▸ **Listed entries**
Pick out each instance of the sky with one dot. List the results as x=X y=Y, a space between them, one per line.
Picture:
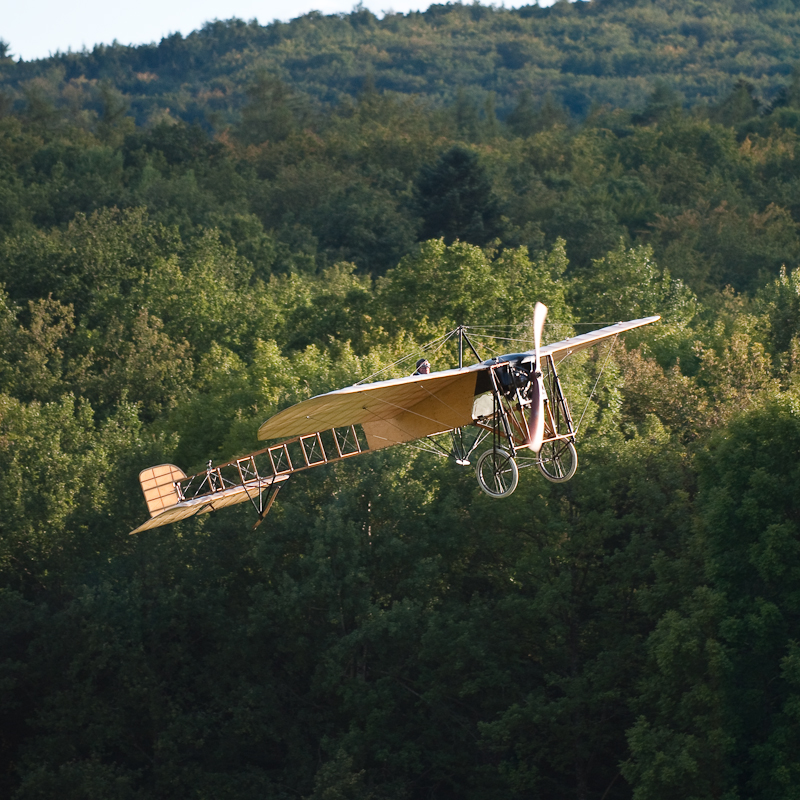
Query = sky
x=39 y=28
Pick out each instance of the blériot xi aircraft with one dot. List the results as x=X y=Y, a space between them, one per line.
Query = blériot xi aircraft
x=511 y=408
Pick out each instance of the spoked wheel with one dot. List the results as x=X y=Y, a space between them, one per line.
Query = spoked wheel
x=558 y=460
x=497 y=472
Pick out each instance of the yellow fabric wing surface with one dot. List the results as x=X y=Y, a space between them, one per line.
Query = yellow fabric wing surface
x=560 y=350
x=390 y=412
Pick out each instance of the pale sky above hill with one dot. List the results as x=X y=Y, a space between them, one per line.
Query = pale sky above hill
x=38 y=28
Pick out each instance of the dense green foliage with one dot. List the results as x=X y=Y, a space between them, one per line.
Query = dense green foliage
x=389 y=632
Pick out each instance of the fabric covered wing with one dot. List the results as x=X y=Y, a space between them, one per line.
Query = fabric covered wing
x=559 y=350
x=390 y=412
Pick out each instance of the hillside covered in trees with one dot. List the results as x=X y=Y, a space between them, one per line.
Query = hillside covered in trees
x=195 y=235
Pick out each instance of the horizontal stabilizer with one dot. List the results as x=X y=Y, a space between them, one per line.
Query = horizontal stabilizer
x=212 y=501
x=159 y=487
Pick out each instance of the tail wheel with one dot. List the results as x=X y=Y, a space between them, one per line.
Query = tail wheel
x=497 y=472
x=558 y=460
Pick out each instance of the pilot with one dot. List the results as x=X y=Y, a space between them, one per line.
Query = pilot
x=423 y=367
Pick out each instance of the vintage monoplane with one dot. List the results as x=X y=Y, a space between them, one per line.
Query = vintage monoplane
x=509 y=409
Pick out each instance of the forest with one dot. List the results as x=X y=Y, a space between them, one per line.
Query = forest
x=182 y=256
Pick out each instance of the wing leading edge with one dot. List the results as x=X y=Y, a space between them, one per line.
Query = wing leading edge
x=390 y=412
x=404 y=409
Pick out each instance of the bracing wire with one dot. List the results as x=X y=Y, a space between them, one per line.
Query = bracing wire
x=599 y=375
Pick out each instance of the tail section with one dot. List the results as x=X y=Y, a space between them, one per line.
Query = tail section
x=160 y=487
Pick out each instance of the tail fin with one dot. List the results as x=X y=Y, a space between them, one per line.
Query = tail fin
x=159 y=487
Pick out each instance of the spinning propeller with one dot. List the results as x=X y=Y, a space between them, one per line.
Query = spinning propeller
x=536 y=420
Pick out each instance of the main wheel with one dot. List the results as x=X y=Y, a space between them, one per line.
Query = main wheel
x=497 y=472
x=558 y=460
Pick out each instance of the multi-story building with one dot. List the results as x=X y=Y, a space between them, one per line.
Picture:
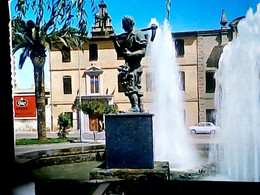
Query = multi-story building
x=92 y=74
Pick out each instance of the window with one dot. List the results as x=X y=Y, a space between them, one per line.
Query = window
x=71 y=118
x=93 y=52
x=179 y=46
x=150 y=82
x=182 y=80
x=67 y=89
x=210 y=82
x=211 y=115
x=65 y=52
x=94 y=84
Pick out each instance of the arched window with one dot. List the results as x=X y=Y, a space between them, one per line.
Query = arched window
x=93 y=52
x=67 y=87
x=179 y=46
x=65 y=52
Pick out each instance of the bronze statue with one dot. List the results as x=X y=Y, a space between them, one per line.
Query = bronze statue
x=132 y=48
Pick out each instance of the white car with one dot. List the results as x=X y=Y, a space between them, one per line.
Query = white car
x=204 y=127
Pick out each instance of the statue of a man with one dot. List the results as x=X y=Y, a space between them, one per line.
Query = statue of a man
x=132 y=48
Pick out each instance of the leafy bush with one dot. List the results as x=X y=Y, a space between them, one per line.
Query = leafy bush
x=97 y=107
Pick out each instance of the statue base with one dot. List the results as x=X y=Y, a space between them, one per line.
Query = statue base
x=160 y=171
x=129 y=141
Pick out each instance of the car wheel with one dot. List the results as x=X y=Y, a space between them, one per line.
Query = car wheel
x=193 y=131
x=212 y=132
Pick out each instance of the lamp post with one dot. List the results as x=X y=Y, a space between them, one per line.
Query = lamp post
x=79 y=111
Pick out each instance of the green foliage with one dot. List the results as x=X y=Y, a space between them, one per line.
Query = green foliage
x=97 y=107
x=64 y=121
x=50 y=25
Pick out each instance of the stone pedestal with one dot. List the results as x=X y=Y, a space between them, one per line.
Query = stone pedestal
x=129 y=141
x=160 y=171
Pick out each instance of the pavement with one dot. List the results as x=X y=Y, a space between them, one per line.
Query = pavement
x=87 y=140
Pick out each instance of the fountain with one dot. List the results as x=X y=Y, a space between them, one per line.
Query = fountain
x=237 y=101
x=171 y=140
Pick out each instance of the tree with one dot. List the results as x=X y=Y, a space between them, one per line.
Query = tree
x=64 y=121
x=49 y=27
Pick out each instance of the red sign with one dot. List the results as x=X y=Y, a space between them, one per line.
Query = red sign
x=24 y=106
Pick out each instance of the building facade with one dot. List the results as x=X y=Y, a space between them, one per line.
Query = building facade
x=93 y=74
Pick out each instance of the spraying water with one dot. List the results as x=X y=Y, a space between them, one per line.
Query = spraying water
x=171 y=141
x=237 y=103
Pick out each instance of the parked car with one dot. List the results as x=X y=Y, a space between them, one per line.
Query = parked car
x=204 y=127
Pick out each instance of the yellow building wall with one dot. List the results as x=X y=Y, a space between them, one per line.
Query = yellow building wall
x=108 y=62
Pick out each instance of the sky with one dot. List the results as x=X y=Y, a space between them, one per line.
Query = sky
x=185 y=15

▸ **Aim**
Render every line of the listing above as a JSON list of strings, one string per line, with blank lines and the pictures left out.

▸ **Written solution**
[
  "Pick out each instance of the sky with one dot. List the results as x=X y=Y, a space between them, one per line.",
  "Picture:",
  "Query = sky",
  "x=39 y=28",
  "Pick out each instance of the blériot xi aircraft with one dot. List the results as x=X y=Y, a space between them, one per line.",
  "Query = blériot xi aircraft",
  "x=511 y=408",
  "Pick out each instance of the spoked wheel with one dot. List the results as x=X y=Y, a space between them, one per line.",
  "Query = spoked wheel",
  "x=558 y=460",
  "x=497 y=472",
  "Pick out each instance of the yellow fabric wing surface with one dot. List the results as x=X y=Y, a space between them, one per line.",
  "Query = yellow fabric wing surface",
  "x=560 y=350",
  "x=390 y=412",
  "Pick out each instance of the pale sky above hill with one dot. List the results as x=X y=Y, a space between them, one per line.",
  "Query = pale sky above hill",
  "x=38 y=28",
  "Pick out each instance of the dense green foliage with one dot. List the results as x=X y=Y, a space between them, one per line.",
  "Query = dense green foliage",
  "x=389 y=632",
  "Pick out each instance of the fabric covered wing with one dot. List the results as x=X y=Y, a space between them, one per line.",
  "Query = fabric covered wing",
  "x=559 y=350",
  "x=390 y=412",
  "Pick out each instance of the hillside covered in trees with one dot. List the results as x=X y=Y, a space between them, one per line.",
  "Query = hillside covered in trees",
  "x=195 y=235",
  "Pick out each instance of the horizontal stabilizer with one dot. List the results as x=X y=Y, a space between them, one per line.",
  "Query = horizontal stabilizer",
  "x=212 y=501",
  "x=159 y=487",
  "Pick out each instance of the tail wheel with one dot. List the results as x=X y=Y, a space between them, one per line.",
  "Query = tail wheel",
  "x=497 y=472",
  "x=558 y=460",
  "Pick out each instance of the pilot with one dot. List the results as x=X y=Y, a space between them, one per line.",
  "Query = pilot",
  "x=423 y=367",
  "Pick out each instance of the vintage monoplane with one dot. List the results as x=X y=Y, a space between them, one per line.",
  "Query = vintage monoplane",
  "x=509 y=409",
  "Pick out each instance of the forest with one dot. List the results as x=X y=Y, a space between them, one per line.",
  "Query = forest",
  "x=182 y=256",
  "Pick out each instance of the wing leading edge with one dot. List the results as x=X y=Y, a space between them, one per line.",
  "Query = wing leading edge",
  "x=390 y=412",
  "x=404 y=409",
  "Pick out each instance of the bracing wire with one dot. List the results as x=X y=Y, a space between them, one per line.",
  "Query = bracing wire",
  "x=599 y=375",
  "Pick out each instance of the tail section with one dot. List the results as x=X y=Y, a space between them, one per line.",
  "Query = tail section",
  "x=160 y=487",
  "Pick out each instance of the tail fin with one dot. List the results as x=X y=Y, a space between them, one per line.",
  "Query = tail fin",
  "x=159 y=487",
  "Pick out each instance of the spinning propeller with one dot. List the results as x=X y=Y, a space between them, one per line.",
  "Query = spinning propeller",
  "x=536 y=420",
  "Pick out each instance of the main wheel with one dot. List the results as x=X y=Y, a space between them, one per line.",
  "Query = main wheel",
  "x=497 y=472",
  "x=558 y=460",
  "Pick out each instance of the multi-story building with one dot. List the results as x=X y=Y, a space between them, one per line.",
  "Picture:",
  "Query = multi-story building",
  "x=92 y=74",
  "Pick out each instance of the window with one dot. List the results as x=X y=Y, a space between them, one per line.",
  "Query = window",
  "x=71 y=118",
  "x=93 y=52",
  "x=179 y=46",
  "x=150 y=82",
  "x=182 y=80",
  "x=67 y=89",
  "x=210 y=82",
  "x=211 y=115",
  "x=65 y=52",
  "x=94 y=84",
  "Pick out each instance of the arched window with one dot. List the results as x=X y=Y, a space between them, one per line.",
  "Query = arched window",
  "x=93 y=52",
  "x=67 y=87",
  "x=179 y=46",
  "x=65 y=52",
  "Pick out each instance of the bronze statue with one dot. List the results as x=X y=Y, a space between them, one per line.",
  "Query = bronze statue",
  "x=132 y=48",
  "Pick out each instance of the white car with one dot. List the results as x=X y=Y, a space between them, one per line.",
  "Query = white car",
  "x=204 y=127",
  "Pick out each instance of the statue of a man with one dot. List the results as x=X y=Y, a space between them, one per line.",
  "Query = statue of a man",
  "x=132 y=48",
  "Pick out each instance of the leafy bush with one dot. List the results as x=X y=Y, a space between them, one per line.",
  "Query = leafy bush",
  "x=97 y=107",
  "Pick out each instance of the statue base with one dot. List the results as x=X y=Y, a space between them, one per line.",
  "Query = statue base",
  "x=160 y=171",
  "x=129 y=141",
  "Pick out each instance of the car wheel with one dot. List the results as x=X y=Y, a space between them, one per line.",
  "Query = car wheel",
  "x=193 y=131",
  "x=212 y=132",
  "Pick out each instance of the lamp post with one dot. List the results as x=X y=Y, a space between them, one per line.",
  "Query = lamp post",
  "x=79 y=111",
  "Pick out each instance of the green foliage with one dot. List the results as x=X y=Y, a space between them, one per line.",
  "Query = green foliage",
  "x=97 y=107",
  "x=64 y=121",
  "x=50 y=25",
  "Pick out each instance of the stone pedestal with one dot. List the results as x=X y=Y, a space between them, one per line.",
  "Query = stone pedestal",
  "x=129 y=141",
  "x=160 y=171",
  "Pick out each instance of the pavement with one dot. List the results as x=X y=Y, a space between them, one per line.",
  "Query = pavement",
  "x=87 y=140",
  "Pick out each instance of the fountain with one dot. List the results as x=X y=Y, a space between them, one per line.",
  "Query = fountain",
  "x=237 y=101",
  "x=171 y=140",
  "Pick out each instance of the tree with one dot. List the results as x=X y=Y, a space between them, one per line.",
  "Query = tree",
  "x=64 y=121",
  "x=49 y=27",
  "Pick out each instance of the red sign with one dot. List the results as x=X y=Y, a space between them, one per line.",
  "Query = red sign",
  "x=24 y=106",
  "Pick out each instance of the building facade with one dot. List the results as x=X y=Y, a space between them, one per line.",
  "Query = building facade",
  "x=93 y=74",
  "Pick out each instance of the spraying water with one dot. List the results as x=X y=Y, a space between them, one per line.",
  "Query = spraying water",
  "x=171 y=141",
  "x=237 y=103",
  "Pick out each instance of the parked car with one dot. List the results as x=X y=Y, a space between them, one per line.",
  "Query = parked car",
  "x=204 y=127",
  "Pick out each instance of the yellow building wall with one dot. List the results as x=X y=Y, a space between them, one per line.",
  "Query = yellow building wall",
  "x=108 y=62",
  "Pick out each instance of the sky with one dot. List the results as x=X y=Y, a space between them, one per line.",
  "Query = sky",
  "x=185 y=15"
]